- PROBLEM TO SOLVE
Take down each entry exactly as written.

────

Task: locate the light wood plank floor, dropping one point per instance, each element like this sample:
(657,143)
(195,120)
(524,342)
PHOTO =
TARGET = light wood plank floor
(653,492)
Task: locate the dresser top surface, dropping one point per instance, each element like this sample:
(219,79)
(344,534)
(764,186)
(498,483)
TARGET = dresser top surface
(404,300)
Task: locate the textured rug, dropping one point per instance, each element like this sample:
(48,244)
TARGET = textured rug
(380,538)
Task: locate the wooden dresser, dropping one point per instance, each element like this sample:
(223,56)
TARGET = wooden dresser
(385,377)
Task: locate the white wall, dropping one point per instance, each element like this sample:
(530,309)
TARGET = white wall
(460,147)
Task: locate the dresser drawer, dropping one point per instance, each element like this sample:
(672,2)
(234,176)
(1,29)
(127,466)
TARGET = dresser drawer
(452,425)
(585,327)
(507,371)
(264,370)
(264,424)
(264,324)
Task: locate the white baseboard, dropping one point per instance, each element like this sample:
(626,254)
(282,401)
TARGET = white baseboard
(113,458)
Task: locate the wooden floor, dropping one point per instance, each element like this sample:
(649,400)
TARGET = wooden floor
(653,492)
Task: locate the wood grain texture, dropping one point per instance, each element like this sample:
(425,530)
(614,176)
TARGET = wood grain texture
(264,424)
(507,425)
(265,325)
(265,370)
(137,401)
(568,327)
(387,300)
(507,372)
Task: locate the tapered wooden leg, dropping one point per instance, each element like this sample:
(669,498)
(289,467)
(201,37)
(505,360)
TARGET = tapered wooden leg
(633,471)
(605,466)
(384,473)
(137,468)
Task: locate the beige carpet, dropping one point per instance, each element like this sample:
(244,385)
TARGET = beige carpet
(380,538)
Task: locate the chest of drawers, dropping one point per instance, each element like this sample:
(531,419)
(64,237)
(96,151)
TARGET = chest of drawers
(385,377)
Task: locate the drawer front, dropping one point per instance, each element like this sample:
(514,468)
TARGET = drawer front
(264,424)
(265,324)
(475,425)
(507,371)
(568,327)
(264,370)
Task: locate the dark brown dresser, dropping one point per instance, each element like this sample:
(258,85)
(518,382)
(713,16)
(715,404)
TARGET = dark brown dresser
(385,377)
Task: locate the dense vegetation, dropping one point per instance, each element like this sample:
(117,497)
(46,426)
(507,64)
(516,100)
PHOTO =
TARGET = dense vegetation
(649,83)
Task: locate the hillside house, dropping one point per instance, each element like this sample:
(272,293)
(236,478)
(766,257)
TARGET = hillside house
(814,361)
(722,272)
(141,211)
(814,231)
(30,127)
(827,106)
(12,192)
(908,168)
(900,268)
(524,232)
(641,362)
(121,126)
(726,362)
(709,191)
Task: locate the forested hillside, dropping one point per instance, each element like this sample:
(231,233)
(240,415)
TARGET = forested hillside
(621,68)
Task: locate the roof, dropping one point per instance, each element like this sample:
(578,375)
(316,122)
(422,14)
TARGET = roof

────

- EXERCISE ANSWER
Task: locate the light wood plank floor, dropping one point per instance, each element like this sample:
(657,143)
(195,120)
(524,342)
PHOTO =
TARGET = light wood plank floor
(653,492)
Task: locate the dresser top surface, dropping one point per instance, each element like this sample:
(219,79)
(344,534)
(764,186)
(498,483)
TARGET = dresser top surface
(404,300)
Task: locate the textured rug, dropping one point per instance, each element like this sample:
(48,244)
TARGET = textured rug
(380,538)
Task: locate the wooden dresser, dropping one point per instance, each element like this sample:
(223,56)
TARGET = wooden dresser
(385,377)
Task: locate the white wall, dropping one point per instance, each element like this sample:
(530,309)
TARGET = white wall
(460,147)
Task: locate the dresser drawer, dropping one point per instance, each element like this sample:
(672,2)
(234,176)
(1,29)
(127,466)
TARGET = dresser drawer
(452,425)
(585,327)
(507,371)
(264,370)
(264,424)
(264,324)
Task: locate the white baseboard, dropping one point per instance, each element like this sample:
(626,254)
(282,401)
TARGET = white baseboard
(113,458)
Task: locate the wooden floor, dropping one point per instance, each element like this sample:
(649,400)
TARGET = wooden floor
(653,492)
Task: locate the wood grain texture, dropping one point per instance, each element like this sample:
(425,530)
(614,176)
TARGET = wood grain texture
(264,424)
(507,425)
(265,325)
(265,370)
(137,401)
(568,327)
(387,300)
(507,372)
Task: locate the tapered wooden leg, dropping one point per instance, each element like this sample:
(669,498)
(289,467)
(201,37)
(505,360)
TARGET = tapered wooden leg
(633,471)
(605,466)
(384,473)
(137,468)
Task: locate the beige carpet, dropping one point per instance, each element like this sample:
(244,385)
TARGET = beige carpet
(380,538)
Task: locate the chest of drawers, dropping one point per instance, each element like this sample:
(531,419)
(64,237)
(96,151)
TARGET = chest of drawers
(385,377)
Task: locate the drawer front, dropping one point per instance, each element like this sample:
(514,468)
TARGET = drawer front
(264,424)
(265,324)
(475,425)
(507,371)
(568,327)
(264,370)
Task: locate the dark brown dresser, dropping one point per instance, each element like this sample:
(258,85)
(518,382)
(713,16)
(715,404)
TARGET = dark brown dresser
(385,377)
Task: locate the dense vegetation, dropping one point per instance, each element like this sample:
(117,497)
(46,426)
(507,64)
(516,100)
PHOTO =
TARGET = dense vegetation
(649,83)
Task: locate the hillside house, dropping one point per instance, each element like this sample:
(272,293)
(236,478)
(766,257)
TARGET = hillside house
(814,361)
(722,272)
(141,211)
(814,231)
(30,127)
(827,106)
(12,192)
(908,168)
(900,268)
(524,232)
(641,362)
(121,126)
(726,362)
(709,191)
Task: locate the forested hillside, dropping one point per instance, each element like this sample:
(231,233)
(240,415)
TARGET = forested hillside
(621,68)
Task: locate the roof, dropping one point per instance, each element like this sample:
(578,375)
(316,122)
(422,14)
TARGET = roof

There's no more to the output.